▶ _DESCRIPTION OF THE TASK_
Lines from the one containing "For each instance of the forest canopy" through the end of the material below should be given again exactly, with no others.

◇ ◇ ◇ ◇ ◇ ◇ ◇

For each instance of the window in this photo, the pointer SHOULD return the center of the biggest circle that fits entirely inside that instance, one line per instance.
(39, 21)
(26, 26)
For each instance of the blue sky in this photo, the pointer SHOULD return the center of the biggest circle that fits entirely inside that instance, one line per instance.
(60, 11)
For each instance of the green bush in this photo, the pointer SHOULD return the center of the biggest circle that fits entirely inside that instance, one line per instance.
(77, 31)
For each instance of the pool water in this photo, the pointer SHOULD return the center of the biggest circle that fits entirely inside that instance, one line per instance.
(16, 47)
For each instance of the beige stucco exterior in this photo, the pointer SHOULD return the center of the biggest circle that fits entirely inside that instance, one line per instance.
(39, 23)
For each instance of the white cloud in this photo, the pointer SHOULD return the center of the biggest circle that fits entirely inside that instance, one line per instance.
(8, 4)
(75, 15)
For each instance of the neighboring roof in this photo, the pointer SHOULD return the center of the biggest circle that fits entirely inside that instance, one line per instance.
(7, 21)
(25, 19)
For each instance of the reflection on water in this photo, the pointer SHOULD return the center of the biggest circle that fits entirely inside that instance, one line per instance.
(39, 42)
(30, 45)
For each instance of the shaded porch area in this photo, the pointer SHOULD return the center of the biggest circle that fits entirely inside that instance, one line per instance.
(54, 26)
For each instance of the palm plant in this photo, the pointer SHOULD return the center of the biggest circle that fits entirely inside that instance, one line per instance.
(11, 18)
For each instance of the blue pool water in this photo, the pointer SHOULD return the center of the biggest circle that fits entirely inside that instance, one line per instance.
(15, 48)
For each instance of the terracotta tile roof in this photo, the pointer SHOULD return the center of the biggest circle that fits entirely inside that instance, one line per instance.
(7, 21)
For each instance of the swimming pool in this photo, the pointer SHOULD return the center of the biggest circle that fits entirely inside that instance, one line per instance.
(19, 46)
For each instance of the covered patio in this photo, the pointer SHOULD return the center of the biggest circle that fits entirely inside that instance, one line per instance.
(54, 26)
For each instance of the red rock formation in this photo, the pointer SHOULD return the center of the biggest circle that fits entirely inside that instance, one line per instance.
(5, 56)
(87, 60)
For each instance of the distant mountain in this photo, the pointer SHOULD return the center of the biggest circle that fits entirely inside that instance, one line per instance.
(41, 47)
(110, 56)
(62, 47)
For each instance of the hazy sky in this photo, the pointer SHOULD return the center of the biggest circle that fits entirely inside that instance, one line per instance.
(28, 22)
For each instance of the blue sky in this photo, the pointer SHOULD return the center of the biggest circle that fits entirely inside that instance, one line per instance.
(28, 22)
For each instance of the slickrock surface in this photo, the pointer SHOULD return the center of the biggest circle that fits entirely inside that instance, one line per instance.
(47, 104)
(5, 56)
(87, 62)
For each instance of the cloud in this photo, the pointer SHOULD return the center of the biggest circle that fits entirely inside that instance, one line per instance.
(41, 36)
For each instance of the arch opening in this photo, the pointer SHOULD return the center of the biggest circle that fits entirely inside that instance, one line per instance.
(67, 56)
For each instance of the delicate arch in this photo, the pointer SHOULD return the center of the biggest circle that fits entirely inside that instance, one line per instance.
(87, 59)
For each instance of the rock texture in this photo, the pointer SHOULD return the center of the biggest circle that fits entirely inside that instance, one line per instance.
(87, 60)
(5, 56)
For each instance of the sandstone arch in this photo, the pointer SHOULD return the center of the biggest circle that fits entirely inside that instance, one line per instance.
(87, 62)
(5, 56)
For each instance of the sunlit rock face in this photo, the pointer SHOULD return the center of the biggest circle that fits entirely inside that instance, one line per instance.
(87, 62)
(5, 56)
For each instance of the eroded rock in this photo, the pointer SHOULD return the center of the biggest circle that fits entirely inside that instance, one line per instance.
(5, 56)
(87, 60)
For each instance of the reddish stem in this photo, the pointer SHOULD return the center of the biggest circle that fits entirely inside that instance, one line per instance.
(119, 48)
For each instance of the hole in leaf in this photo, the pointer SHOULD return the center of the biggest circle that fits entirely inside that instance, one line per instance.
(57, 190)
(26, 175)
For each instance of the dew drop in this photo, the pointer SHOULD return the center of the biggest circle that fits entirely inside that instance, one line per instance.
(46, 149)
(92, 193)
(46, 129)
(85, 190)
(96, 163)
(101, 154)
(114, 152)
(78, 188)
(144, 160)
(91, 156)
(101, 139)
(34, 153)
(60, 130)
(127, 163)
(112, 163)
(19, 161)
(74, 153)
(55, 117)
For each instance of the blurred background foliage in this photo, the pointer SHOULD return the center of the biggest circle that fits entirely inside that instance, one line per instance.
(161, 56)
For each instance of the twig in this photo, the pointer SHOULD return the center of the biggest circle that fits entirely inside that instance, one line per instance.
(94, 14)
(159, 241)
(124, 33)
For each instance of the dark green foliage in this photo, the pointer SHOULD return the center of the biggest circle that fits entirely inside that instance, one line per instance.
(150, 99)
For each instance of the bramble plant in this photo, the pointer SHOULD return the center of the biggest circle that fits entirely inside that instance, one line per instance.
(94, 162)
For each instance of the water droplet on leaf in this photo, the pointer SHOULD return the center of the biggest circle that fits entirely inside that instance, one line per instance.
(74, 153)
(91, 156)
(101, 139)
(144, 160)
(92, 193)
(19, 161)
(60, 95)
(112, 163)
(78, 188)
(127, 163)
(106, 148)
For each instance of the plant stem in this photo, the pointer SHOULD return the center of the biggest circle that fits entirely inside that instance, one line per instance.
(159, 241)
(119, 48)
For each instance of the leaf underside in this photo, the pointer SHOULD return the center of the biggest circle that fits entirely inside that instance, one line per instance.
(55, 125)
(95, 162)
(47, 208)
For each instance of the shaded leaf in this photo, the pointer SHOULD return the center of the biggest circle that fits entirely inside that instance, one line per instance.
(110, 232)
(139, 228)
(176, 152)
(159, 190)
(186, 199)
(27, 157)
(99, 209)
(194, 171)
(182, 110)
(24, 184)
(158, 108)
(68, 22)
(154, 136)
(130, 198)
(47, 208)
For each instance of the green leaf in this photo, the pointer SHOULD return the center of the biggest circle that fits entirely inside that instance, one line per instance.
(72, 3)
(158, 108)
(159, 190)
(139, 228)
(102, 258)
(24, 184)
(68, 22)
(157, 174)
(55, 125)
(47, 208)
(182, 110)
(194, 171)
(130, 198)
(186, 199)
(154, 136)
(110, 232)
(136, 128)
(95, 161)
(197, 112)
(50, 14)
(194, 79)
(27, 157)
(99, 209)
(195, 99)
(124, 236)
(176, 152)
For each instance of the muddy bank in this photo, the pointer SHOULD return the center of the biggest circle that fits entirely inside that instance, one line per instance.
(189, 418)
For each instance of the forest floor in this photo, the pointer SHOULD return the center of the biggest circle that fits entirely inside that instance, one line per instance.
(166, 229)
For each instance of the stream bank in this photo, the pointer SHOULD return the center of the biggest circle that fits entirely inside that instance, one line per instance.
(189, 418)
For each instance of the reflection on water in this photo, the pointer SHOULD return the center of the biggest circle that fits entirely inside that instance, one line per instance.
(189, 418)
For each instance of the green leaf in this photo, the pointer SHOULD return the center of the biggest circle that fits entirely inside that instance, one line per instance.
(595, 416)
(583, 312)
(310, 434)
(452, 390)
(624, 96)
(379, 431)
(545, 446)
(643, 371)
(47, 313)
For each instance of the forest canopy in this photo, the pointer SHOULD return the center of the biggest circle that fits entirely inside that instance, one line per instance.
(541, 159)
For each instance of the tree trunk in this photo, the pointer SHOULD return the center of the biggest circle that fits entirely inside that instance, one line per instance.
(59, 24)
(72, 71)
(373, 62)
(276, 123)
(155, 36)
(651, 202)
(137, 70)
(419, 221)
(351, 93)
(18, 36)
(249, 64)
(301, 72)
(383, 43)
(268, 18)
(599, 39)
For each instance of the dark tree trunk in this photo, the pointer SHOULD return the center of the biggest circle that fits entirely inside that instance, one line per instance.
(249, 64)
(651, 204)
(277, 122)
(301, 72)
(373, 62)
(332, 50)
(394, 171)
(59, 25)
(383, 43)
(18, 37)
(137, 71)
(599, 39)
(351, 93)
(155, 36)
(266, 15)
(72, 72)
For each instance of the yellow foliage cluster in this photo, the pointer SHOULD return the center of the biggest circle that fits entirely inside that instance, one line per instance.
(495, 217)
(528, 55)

◇ ◇ ◇ ◇ ◇ ◇ ◇

▶ _EXERCISE RESPONSE_
For each instance of the forest canopy in this photo, the pointer SHOULD return the center of the biggest circle that fits entirely inside that instance, one line per instance.
(541, 159)
For each instance of the tree trunk in this photo, the pointer SHOULD return the center of the biggest circle that fits entirely inside that instance, one line per instance.
(59, 24)
(72, 71)
(373, 62)
(276, 123)
(155, 36)
(651, 202)
(137, 70)
(419, 221)
(351, 93)
(18, 36)
(249, 64)
(301, 72)
(383, 43)
(268, 18)
(599, 39)
For each instance of the dark tree trunk in this photo, the pointer SHOULD return the center of the biggest circle that fits entirely inside that instance, one line per instance.
(249, 64)
(651, 204)
(277, 122)
(301, 72)
(373, 62)
(332, 50)
(394, 171)
(59, 25)
(383, 43)
(18, 37)
(137, 71)
(599, 39)
(351, 93)
(155, 36)
(266, 15)
(72, 72)
For each instance of the yellow foliage cluster in this photo, the pointer SHOULD return the center of the biggest circle that fits entirely inside that instance, one line per instance.
(495, 217)
(528, 55)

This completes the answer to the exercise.